TASK REQUIREMENTS: Repeat every record below exactly as it appears.

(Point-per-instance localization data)
▬▬▬

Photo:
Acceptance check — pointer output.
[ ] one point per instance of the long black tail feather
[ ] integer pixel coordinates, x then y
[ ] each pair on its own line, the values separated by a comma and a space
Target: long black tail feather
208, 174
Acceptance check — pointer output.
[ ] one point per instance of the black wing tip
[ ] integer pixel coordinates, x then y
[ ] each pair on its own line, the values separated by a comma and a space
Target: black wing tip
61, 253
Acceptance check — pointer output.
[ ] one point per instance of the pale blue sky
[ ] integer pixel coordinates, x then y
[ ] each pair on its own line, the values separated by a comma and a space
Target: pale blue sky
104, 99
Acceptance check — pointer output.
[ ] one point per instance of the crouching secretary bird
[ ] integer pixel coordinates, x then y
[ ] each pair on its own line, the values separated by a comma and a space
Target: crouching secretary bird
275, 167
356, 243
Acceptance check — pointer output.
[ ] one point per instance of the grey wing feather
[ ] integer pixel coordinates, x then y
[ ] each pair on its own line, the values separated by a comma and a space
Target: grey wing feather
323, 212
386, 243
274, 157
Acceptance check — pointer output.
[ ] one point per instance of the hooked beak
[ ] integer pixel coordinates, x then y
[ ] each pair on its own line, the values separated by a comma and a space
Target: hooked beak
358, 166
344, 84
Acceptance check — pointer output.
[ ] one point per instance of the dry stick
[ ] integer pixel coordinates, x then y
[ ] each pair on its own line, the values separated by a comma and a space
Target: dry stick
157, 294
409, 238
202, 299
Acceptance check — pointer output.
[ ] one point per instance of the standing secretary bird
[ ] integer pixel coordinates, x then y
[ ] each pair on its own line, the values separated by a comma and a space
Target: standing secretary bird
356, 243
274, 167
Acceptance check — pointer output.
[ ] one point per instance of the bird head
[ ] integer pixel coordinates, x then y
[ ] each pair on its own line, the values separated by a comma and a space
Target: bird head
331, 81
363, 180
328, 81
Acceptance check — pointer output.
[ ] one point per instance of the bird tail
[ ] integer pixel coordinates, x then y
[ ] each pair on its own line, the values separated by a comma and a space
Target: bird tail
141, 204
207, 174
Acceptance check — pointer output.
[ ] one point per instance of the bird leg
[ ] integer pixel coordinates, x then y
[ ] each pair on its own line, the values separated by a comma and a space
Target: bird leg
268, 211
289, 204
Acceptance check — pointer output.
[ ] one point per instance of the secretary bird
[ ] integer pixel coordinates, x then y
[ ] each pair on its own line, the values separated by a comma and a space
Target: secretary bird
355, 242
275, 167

▬▬▬

FINISHED TASK:
Photo:
Acceptance check — pointer output.
[ ] one point per instance of the long black tail feather
[ ] integer pixel coordinates, x then y
[ ] each pair on its own line, the values separated by a comma and a space
Target: long black tail feather
208, 174
Acceptance check — pointer output.
[ ] one point per instance of the black wing tip
[ ] integer pixel coordinates, x then y
[ ] each pair on its own line, the values separated by a comma and a space
Target: black wing tip
61, 253
Acceptance check — pointer output.
[ ] one point per instance of the pale blue sky
[ ] integer pixel coordinates, x then y
[ ] each pair on its own line, the values separated by a comma and a space
Target: pale blue sky
104, 99
Acceptance check — pointer output.
[ ] one point per instance of the crouching secretary bird
[ ] integer pixel coordinates, x then y
[ ] each pair on its own line, the values separated by a comma and a space
Target: crouching secretary bird
275, 167
356, 243
Acceptance check — pointer output.
[ ] one point per instance of the grey wing feather
[ ] integer pixel coordinates, x then y
[ ] each pair on its own line, the values separated by a comma and a space
Target: grey wing feather
323, 212
386, 243
274, 157
Acceptance check — pointer output.
[ ] one point per instance of the hooked beak
[ ] integer pixel coordinates, x then y
[ ] each pair on its own line, the values separated by a comma and a space
Target: hooked beak
358, 166
344, 84
Acceptance check — pointer output.
[ ] one point per instance of the dry stick
[ ] integer pixel coordinates, x then y
[ ] each pair on its own line, the values separated by a comma and a space
Target: dry stick
157, 294
409, 238
202, 299
Acceptance check — pointer output.
[ ] one point per instance of the standing secretary bird
[ ] integer pixel coordinates, x then y
[ ] each pair on its own line, the values separated by a comma and a space
Target: standing secretary bird
356, 243
274, 167
Acceptance check — pointer output.
[ ] one point per instance of the bird head
[ ] integer pixel coordinates, x then y
[ ] each pair on its own line, the values separated by a comma and a space
Target: bird head
331, 81
363, 180
328, 81
Acceptance check — pointer output.
[ ] one point per instance of the bird tail
[ ] integer pixel coordinates, x then y
[ ] each pair on its own line, the values separated by a comma and a space
Target: bird tail
141, 204
207, 174
Acceptance check — pointer output.
[ ] one point per instance of the bird leg
[ ] integer pixel coordinates, x then y
[ ] each pair on its own line, the values separated by a comma and a space
Target: bird leg
268, 211
289, 204
Acceptance check — pointer output.
[ ] one point per instance of the secretary bird
[ ] integer pixel coordinates, x then y
[ ] each pair on its own line, the values separated by a comma and a space
Target: secretary bird
355, 242
275, 167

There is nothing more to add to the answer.